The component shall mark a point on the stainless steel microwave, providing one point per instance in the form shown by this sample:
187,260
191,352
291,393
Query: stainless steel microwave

______________________________

# Exercise
All of the data above should be transcribed exactly.

# Problem solution
The component shall mark a point on the stainless steel microwave, providing one point per instance in the form shown by this sample:
187,260
191,352
291,393
Query: stainless steel microwave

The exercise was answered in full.